Source data
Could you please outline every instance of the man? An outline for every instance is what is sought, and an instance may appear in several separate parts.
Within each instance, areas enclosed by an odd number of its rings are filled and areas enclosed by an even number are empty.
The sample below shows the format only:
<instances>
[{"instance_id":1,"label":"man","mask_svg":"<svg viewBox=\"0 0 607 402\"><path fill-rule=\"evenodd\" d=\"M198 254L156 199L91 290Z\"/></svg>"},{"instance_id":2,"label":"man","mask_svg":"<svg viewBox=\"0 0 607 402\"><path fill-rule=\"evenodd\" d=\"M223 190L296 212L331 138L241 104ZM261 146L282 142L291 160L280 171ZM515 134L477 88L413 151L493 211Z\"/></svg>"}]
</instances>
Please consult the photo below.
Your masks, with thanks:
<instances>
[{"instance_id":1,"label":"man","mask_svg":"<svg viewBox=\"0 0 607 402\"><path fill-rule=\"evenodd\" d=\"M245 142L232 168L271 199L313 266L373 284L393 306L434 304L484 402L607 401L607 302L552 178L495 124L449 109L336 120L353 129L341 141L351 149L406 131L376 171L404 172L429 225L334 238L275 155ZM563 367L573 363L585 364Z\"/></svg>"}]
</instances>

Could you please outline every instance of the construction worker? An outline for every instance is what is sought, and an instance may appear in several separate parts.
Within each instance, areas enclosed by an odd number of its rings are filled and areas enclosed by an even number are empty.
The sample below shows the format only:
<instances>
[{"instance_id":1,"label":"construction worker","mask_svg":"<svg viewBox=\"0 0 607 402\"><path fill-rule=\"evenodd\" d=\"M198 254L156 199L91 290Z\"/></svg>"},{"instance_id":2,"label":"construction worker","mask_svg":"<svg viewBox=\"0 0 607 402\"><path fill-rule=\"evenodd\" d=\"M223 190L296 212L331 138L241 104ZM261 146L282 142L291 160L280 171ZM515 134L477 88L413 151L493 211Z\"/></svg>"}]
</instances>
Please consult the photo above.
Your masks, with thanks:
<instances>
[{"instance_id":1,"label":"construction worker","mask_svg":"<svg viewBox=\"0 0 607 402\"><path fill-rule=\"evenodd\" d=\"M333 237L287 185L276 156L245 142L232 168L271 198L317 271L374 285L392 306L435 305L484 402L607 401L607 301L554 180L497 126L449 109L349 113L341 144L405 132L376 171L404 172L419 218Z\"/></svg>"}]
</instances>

* _Directions_
State how many lines of the entries above contain the word "every", giving only the number.

* _Final answer_
2